§ Exercise prompt
Please give the count of lines below with the string "comma" in them, and no other words.

::: Data provided :::

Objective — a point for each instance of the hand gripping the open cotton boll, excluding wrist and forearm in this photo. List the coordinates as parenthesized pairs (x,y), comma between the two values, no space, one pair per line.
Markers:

:::
::: Data provided :::

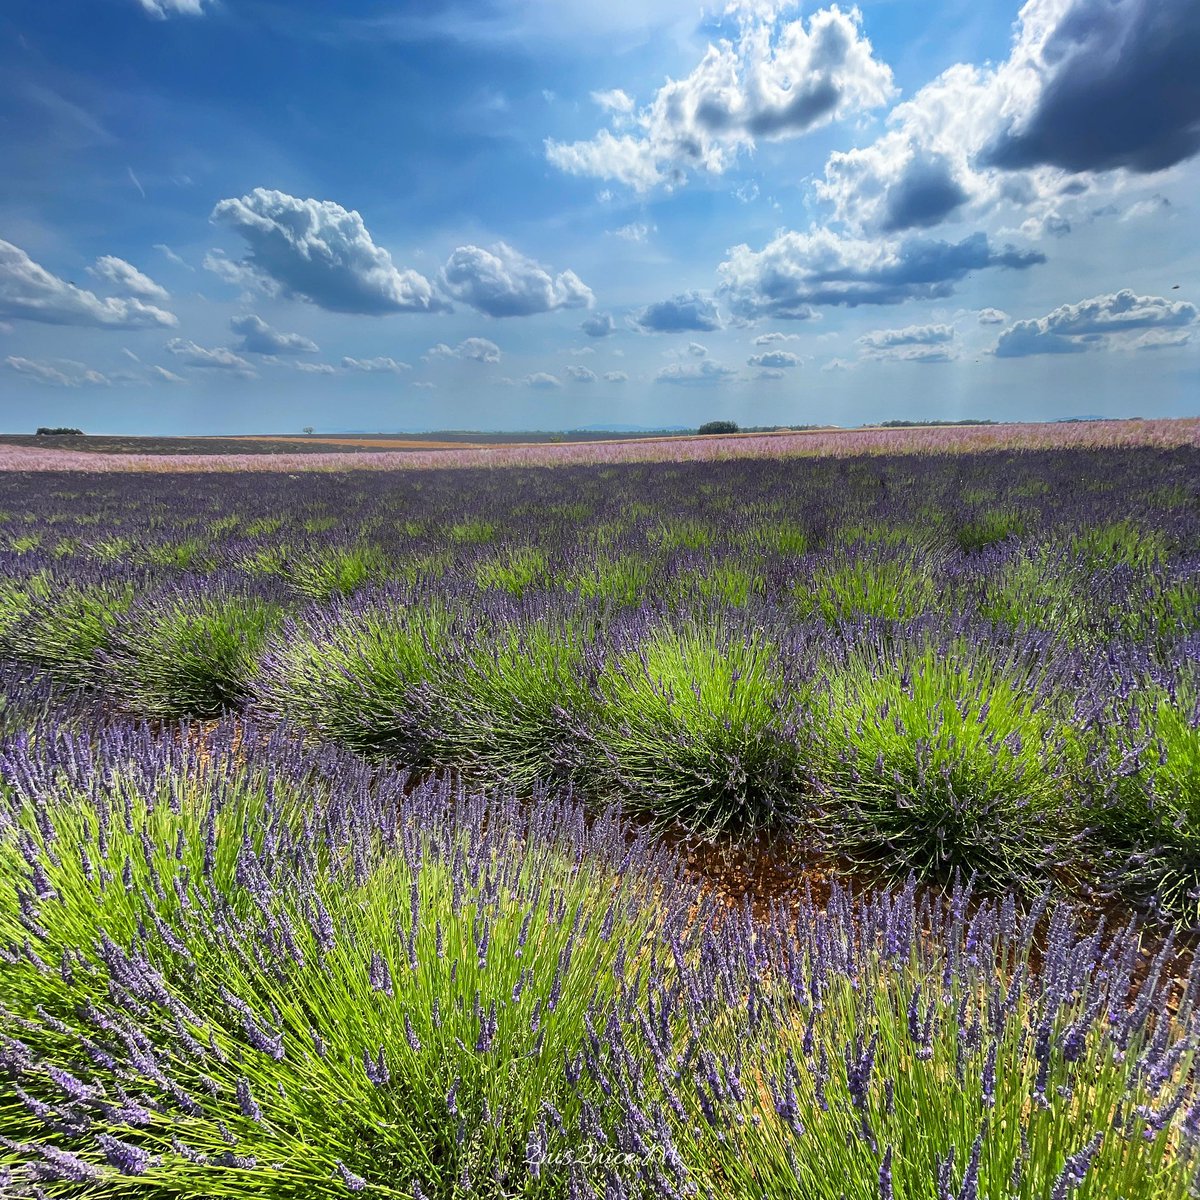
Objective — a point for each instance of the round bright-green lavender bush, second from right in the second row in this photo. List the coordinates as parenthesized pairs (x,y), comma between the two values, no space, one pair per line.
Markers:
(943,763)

:::

§ Response to the exercise
2